▶ [Records]
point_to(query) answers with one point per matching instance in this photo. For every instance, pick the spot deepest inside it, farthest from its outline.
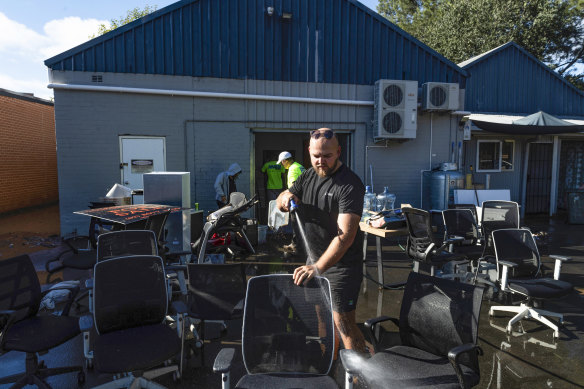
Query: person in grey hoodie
(225, 184)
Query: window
(495, 155)
(507, 156)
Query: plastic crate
(576, 207)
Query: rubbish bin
(576, 207)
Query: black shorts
(345, 286)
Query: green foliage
(552, 30)
(131, 15)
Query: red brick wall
(28, 154)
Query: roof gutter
(216, 95)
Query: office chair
(519, 275)
(129, 313)
(438, 327)
(225, 220)
(111, 245)
(496, 215)
(215, 293)
(422, 247)
(287, 336)
(23, 329)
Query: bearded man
(330, 196)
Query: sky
(32, 31)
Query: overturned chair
(287, 337)
(226, 219)
(438, 327)
(519, 275)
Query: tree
(131, 15)
(551, 30)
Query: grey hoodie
(222, 181)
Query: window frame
(481, 141)
(512, 141)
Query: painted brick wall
(28, 155)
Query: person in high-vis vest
(294, 171)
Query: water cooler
(172, 188)
(442, 185)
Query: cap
(284, 155)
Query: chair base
(36, 373)
(525, 311)
(132, 382)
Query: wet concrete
(529, 357)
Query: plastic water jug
(369, 200)
(385, 200)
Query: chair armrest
(370, 328)
(74, 289)
(455, 353)
(85, 323)
(558, 264)
(352, 361)
(180, 307)
(223, 360)
(7, 317)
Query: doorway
(139, 155)
(539, 178)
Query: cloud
(24, 50)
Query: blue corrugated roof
(508, 79)
(333, 41)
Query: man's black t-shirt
(323, 199)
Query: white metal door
(140, 155)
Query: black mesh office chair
(215, 293)
(111, 245)
(438, 327)
(288, 335)
(422, 247)
(462, 223)
(23, 329)
(519, 275)
(129, 316)
(127, 242)
(496, 215)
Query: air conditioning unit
(396, 109)
(440, 96)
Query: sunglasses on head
(328, 134)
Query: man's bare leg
(351, 335)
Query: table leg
(379, 262)
(364, 262)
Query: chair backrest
(20, 289)
(128, 242)
(496, 215)
(518, 246)
(461, 222)
(129, 292)
(470, 207)
(216, 290)
(287, 328)
(438, 314)
(156, 224)
(420, 232)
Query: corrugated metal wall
(332, 41)
(510, 80)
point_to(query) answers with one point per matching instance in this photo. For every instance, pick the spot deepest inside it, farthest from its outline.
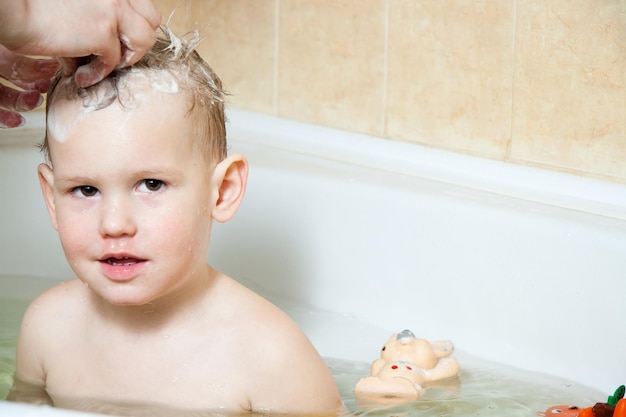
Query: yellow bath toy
(406, 363)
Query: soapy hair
(171, 56)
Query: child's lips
(122, 267)
(123, 261)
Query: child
(137, 173)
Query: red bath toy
(614, 407)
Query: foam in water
(483, 388)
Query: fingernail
(88, 75)
(28, 100)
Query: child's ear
(46, 180)
(229, 179)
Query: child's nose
(117, 218)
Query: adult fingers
(146, 9)
(15, 100)
(9, 119)
(137, 30)
(15, 67)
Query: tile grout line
(385, 69)
(276, 53)
(509, 143)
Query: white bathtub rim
(558, 189)
(551, 188)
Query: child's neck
(173, 311)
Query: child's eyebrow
(136, 175)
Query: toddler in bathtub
(137, 172)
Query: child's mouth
(121, 261)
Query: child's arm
(295, 378)
(30, 378)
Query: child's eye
(151, 185)
(85, 191)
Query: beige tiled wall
(539, 82)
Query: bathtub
(366, 237)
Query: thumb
(94, 71)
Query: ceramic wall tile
(450, 74)
(570, 86)
(239, 44)
(331, 63)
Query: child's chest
(185, 372)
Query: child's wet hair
(191, 75)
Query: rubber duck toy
(405, 364)
(615, 406)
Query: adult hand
(31, 75)
(111, 33)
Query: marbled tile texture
(538, 82)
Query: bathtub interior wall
(533, 280)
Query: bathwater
(482, 388)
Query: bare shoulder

▶ [Work instruction]
Write the listing out exactly, apart from its pictures.

▶ [Output for this task]
point_to(query) answers with one point per matching instance in this photo. For every instance, pick the spot deepest inside it, farthest from its outline.
Query: person in grey hoodie
(225, 184)
Query: window
(495, 155)
(507, 156)
Query: plastic crate
(576, 207)
Query: rubbish bin
(576, 207)
Query: black shorts
(345, 286)
Query: green foliage
(552, 30)
(131, 15)
Query: red brick wall
(28, 154)
Query: roof gutter
(216, 95)
Query: office chair
(519, 275)
(129, 313)
(438, 327)
(225, 220)
(111, 245)
(496, 215)
(215, 293)
(422, 247)
(287, 336)
(23, 329)
Query: bearded man
(330, 196)
Query: sky
(32, 31)
Query: overturned chair
(287, 337)
(226, 219)
(438, 327)
(519, 275)
Query: tree
(131, 15)
(551, 30)
Query: grey hoodie
(222, 181)
Query: window frame
(481, 141)
(512, 141)
Query: painted brick wall
(28, 155)
Query: person in high-vis vest
(294, 171)
Query: water cooler
(172, 188)
(442, 185)
Query: cap
(284, 155)
Query: chair base
(36, 373)
(525, 311)
(132, 382)
Query: wet concrete
(529, 357)
Query: plastic water jug
(369, 200)
(385, 200)
Query: chair armrest
(370, 328)
(74, 289)
(455, 353)
(85, 323)
(558, 264)
(352, 361)
(180, 307)
(223, 360)
(7, 317)
Query: doorway
(139, 155)
(539, 178)
Query: cloud
(24, 50)
Query: blue corrugated roof
(508, 79)
(333, 41)
Query: man's black t-shirt
(323, 199)
Query: white metal door
(140, 155)
Query: black mesh office chair
(215, 293)
(111, 245)
(438, 327)
(288, 335)
(422, 247)
(462, 223)
(23, 329)
(519, 275)
(129, 316)
(127, 242)
(496, 215)
Query: air conditioning unit
(396, 109)
(440, 96)
Query: sunglasses on head
(328, 134)
Query: man's bare leg
(351, 335)
Query: table leg
(379, 262)
(364, 262)
Query: chair backrest
(20, 289)
(128, 242)
(496, 215)
(518, 246)
(461, 222)
(129, 292)
(470, 207)
(216, 290)
(287, 328)
(438, 314)
(156, 224)
(420, 232)
Query: corrugated metal wall
(332, 41)
(510, 80)
point_to(query) answers with one point per matching instance in this photo. For every instance, pick the spot deepest inside it, farthest from its outline.
Query: yellow bath toy
(406, 363)
Query: soapy hair
(171, 56)
Query: child's lips
(122, 267)
(123, 261)
Query: child
(137, 173)
Query: red bath toy
(614, 407)
Query: foam in water
(483, 388)
Query: fingernail
(88, 75)
(28, 100)
Query: child's ear
(46, 180)
(229, 179)
Query: child's nose
(117, 218)
Query: adult fingers
(146, 9)
(15, 100)
(9, 119)
(137, 30)
(15, 67)
Query: tile grout line
(385, 69)
(276, 53)
(509, 143)
Query: white bathtub rim
(558, 189)
(551, 188)
Query: child's neck
(173, 311)
Query: child's eyebrow
(136, 175)
Query: toddler in bathtub
(137, 172)
Query: child's mouth
(121, 261)
Query: child's arm
(295, 378)
(30, 378)
Query: child's eye
(151, 185)
(85, 191)
Query: beige tiled wall
(539, 82)
Query: bathtub
(366, 237)
Query: thumb
(94, 71)
Query: ceramic wall tile
(450, 74)
(570, 86)
(239, 44)
(331, 63)
Query: child's chest
(185, 372)
Query: child's wet hair
(191, 75)
Query: rubber duck toy
(405, 364)
(615, 406)
Query: adult hand
(31, 75)
(111, 33)
Query: marbled tile texture
(538, 82)
Query: bathtub interior wall
(533, 280)
Query: bathwater
(482, 388)
Query: bare shoulder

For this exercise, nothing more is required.